* _WHAT TO PRODUCE_
Convert the lines of all items below into a Markdown table with the columns "No." and "Text", one numbered row per line, skipping blank lines. Omit the pictures from the table.

(begin)

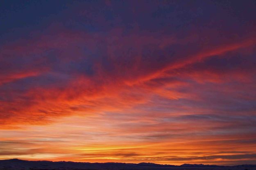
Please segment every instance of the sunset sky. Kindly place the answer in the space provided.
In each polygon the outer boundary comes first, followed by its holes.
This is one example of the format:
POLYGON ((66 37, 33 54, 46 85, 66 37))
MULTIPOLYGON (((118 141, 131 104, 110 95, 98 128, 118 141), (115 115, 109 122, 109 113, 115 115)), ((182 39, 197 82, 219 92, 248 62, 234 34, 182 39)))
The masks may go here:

(end)

* _THE SOLUTION_
| No. | Text |
|---|---|
| 1 | Please segment every instance of the sunset sky. Kindly place the answer in the space provided. |
| 2 | In each polygon the outer boundary comes first, followed by its holes. |
| 3 | This is one example of the format: |
| 4 | POLYGON ((66 37, 33 54, 46 85, 66 37)) |
| 5 | MULTIPOLYGON (((118 141, 131 104, 110 95, 98 128, 118 141), (115 115, 109 122, 109 113, 115 115)), ((182 39, 197 82, 219 92, 248 62, 234 34, 182 39))) |
| 6 | The masks may go here: |